Dataset records about object locations:
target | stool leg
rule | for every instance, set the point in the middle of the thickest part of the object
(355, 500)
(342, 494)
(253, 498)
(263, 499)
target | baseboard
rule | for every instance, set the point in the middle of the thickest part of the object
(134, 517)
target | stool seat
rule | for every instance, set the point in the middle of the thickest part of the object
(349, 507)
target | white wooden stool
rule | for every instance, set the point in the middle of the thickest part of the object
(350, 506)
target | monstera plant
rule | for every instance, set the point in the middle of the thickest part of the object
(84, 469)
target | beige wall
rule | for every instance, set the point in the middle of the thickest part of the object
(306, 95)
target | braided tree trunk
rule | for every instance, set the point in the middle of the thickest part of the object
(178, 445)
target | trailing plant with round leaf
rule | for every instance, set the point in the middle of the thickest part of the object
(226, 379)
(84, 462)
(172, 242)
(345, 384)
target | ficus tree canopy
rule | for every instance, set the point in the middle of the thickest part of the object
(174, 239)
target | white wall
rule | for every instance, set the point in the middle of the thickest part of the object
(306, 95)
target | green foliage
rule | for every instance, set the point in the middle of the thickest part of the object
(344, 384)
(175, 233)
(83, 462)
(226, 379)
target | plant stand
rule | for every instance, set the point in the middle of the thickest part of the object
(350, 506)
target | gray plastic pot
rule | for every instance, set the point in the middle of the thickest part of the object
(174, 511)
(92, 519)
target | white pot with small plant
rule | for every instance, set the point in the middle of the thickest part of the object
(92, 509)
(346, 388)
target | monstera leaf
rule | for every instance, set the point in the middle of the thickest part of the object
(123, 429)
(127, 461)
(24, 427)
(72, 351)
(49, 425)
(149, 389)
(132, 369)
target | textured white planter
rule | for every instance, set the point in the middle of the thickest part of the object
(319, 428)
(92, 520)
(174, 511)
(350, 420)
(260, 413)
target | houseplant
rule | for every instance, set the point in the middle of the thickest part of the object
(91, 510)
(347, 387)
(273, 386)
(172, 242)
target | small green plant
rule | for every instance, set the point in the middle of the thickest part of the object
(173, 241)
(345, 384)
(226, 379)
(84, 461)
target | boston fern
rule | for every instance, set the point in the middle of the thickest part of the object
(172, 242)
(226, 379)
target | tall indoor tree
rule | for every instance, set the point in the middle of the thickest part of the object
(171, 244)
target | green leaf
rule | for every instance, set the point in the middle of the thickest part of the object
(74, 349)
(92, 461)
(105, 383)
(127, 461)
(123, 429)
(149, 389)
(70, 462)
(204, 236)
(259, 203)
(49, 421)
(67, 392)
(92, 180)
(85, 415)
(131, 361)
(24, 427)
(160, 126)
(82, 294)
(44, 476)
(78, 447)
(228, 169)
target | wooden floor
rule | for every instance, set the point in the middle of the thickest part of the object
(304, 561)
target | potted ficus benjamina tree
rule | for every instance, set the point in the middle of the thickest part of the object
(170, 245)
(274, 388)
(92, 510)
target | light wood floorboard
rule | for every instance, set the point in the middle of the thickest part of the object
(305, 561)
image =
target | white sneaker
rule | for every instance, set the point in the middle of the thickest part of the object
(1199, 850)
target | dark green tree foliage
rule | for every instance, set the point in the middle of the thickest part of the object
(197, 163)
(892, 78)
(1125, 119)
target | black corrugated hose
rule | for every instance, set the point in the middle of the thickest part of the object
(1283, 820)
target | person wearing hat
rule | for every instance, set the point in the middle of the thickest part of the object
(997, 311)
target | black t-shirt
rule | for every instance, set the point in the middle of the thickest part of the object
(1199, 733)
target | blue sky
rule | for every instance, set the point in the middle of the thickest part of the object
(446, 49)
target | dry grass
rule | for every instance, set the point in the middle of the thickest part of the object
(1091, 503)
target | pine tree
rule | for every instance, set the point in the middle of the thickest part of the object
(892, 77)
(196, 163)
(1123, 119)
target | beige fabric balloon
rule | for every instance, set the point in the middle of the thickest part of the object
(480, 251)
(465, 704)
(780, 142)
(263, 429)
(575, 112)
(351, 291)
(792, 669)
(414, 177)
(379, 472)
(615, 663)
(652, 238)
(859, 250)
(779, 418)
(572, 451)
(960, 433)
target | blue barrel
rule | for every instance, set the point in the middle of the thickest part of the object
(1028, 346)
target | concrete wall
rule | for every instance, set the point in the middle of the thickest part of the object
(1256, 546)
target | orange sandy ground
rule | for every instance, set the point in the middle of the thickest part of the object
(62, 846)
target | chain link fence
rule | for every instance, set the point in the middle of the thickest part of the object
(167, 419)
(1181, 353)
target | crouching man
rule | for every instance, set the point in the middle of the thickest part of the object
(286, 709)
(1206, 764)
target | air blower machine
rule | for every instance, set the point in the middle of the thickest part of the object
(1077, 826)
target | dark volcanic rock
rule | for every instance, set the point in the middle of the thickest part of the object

◆ **What is being asked**
Return every line of the listing above word for word, keeping the original order.

◆ **Finished exercise**
target | stool leg
rule | for every instance, set the point in the middle of the thickest part of the object
(355, 500)
(342, 494)
(253, 498)
(263, 499)
target | baseboard
rule | for every instance, set the point in the middle of the thickest part of the object
(134, 517)
target | stool seat
rule | for every instance, set the point in the middle of the thickest part of the object
(349, 507)
target | white wooden stool
rule | for every instance, set the point in the middle of the thickest part of the object
(350, 506)
target | monstera plant
rule | for every instance, set the point in the middle of the thickest part of the object
(84, 469)
target | beige wall
rule | for every instance, set the point in the middle of the thickest part of the object
(306, 95)
target | braided tree trunk
rule | for every instance, set the point in the middle of the thickest part of the object
(178, 445)
target | trailing plant with round leaf
rule | for every instance, set the point in the middle of the thickest part of the object
(226, 379)
(84, 462)
(172, 242)
(345, 384)
target | ficus tree canopy
rule | for every instance, set the point in the middle of the thickest part of the object
(174, 239)
target | white wall
rule | for every instance, set the point in the middle of the thickest part of the object
(306, 95)
target | green foliage
rule | for every instance, set the point in the middle of the thickest part of the object
(344, 384)
(175, 233)
(83, 462)
(226, 379)
target | plant stand
rule | for every instance, set the point in the middle of the thickest part of the object
(350, 506)
target | gray plastic pot
rule | for every instance, set the point in the middle of the thickest part of the object
(174, 511)
(92, 519)
target | white pot with small plant
rule | for every instance, set the point in the middle of the thickest part of the object
(92, 509)
(346, 388)
target | monstera leaf
rule | for every instance, set the point in the middle of the thickest part of the object
(123, 429)
(127, 461)
(24, 427)
(72, 351)
(49, 425)
(149, 389)
(132, 369)
target | textured white planter
rule | for every instance, set the point in the middle of the thickest part of the object
(319, 428)
(92, 520)
(174, 511)
(350, 420)
(260, 413)
target | houseplant
rule | for every instance, set the point in the middle of the thickest part of the object
(91, 510)
(347, 387)
(273, 386)
(172, 242)
target | small green plant
rule | for every instance, set the point in the middle of the thickest part of the object
(173, 241)
(345, 384)
(226, 379)
(84, 461)
target | boston fern
rule | for every instance, set the point in the middle of the thickest part of the object
(172, 242)
(226, 379)
target | tall indoor tree
rule | for every instance, set the point in the middle of the thickest part of the object
(171, 244)
target | green leaf
rule | for every instance, set the point in the middle of the thickest part of the object
(74, 349)
(92, 461)
(105, 383)
(127, 461)
(123, 429)
(149, 389)
(70, 462)
(204, 236)
(259, 203)
(49, 421)
(67, 392)
(92, 180)
(85, 415)
(131, 361)
(24, 427)
(160, 126)
(82, 294)
(44, 476)
(78, 447)
(228, 169)
target | wooden floor
rule | for every instance, set the point in the middle of the thickest part of the object
(304, 561)
target | potted ficus benjamina tree
rule | for every instance, set the point in the middle of the thickest part of the object
(170, 245)
(274, 388)
(92, 510)
target | light wood floorboard
rule | for every instance, set the point in the middle of the thickest part of the object
(305, 561)
image =
target | white sneaker
rule | for every instance, set the point in the middle of the thickest part of the object
(1199, 850)
target | dark green tree foliage
rule | for every instance, set the point in the middle of the thickest part of the object
(197, 163)
(892, 78)
(1125, 119)
target | black corrugated hose
rule | for every instance, set the point in the middle of the thickest part of the object
(1283, 820)
target | person wearing hat
rule | for every instance, set the point in the middle of the thickest part of the object
(997, 311)
target | black t-shirt
rule | for every instance, set the point in the middle of the thickest part of the object
(1199, 733)
target | blue sky
rule | for every instance, set the point in the middle of the thickest part of the object
(446, 49)
target | dry grass
rule | for every instance, set the point in the middle of the thickest part of the object
(1091, 503)
target | pine tree
rule | for every instance, set the point in the middle of the thickest part of the object
(892, 77)
(196, 163)
(1123, 119)
target | beige fabric balloon
rule | for every instance, set the point in the middle of the thickest part of the object
(480, 251)
(465, 704)
(780, 142)
(263, 429)
(575, 112)
(351, 291)
(792, 669)
(414, 177)
(379, 472)
(615, 663)
(652, 238)
(859, 250)
(779, 418)
(572, 451)
(960, 433)
target | blue barrel
rule | for every instance, set the point in the middle of the thickest part of the object
(1028, 346)
target | concrete wall
rule | for every instance, set the point in the middle of the thickest part of the object
(1256, 546)
target | orange sandy ground
rule | for every instance, set the point in the middle of the thickest part of the object
(62, 846)
target | chain link fence
rule | for every instance, set the point in the middle of the thickest part of the object
(167, 419)
(1181, 353)
target | crouching man
rule | for every instance, set the point in the middle of the thickest part of the object
(286, 709)
(1206, 764)
target | air blower machine
rule | for every instance, set the point in the middle of the thickest part of the object
(1077, 826)
target | dark volcanic rock
rule | for every instance, set the point in the middle of the thickest part of the object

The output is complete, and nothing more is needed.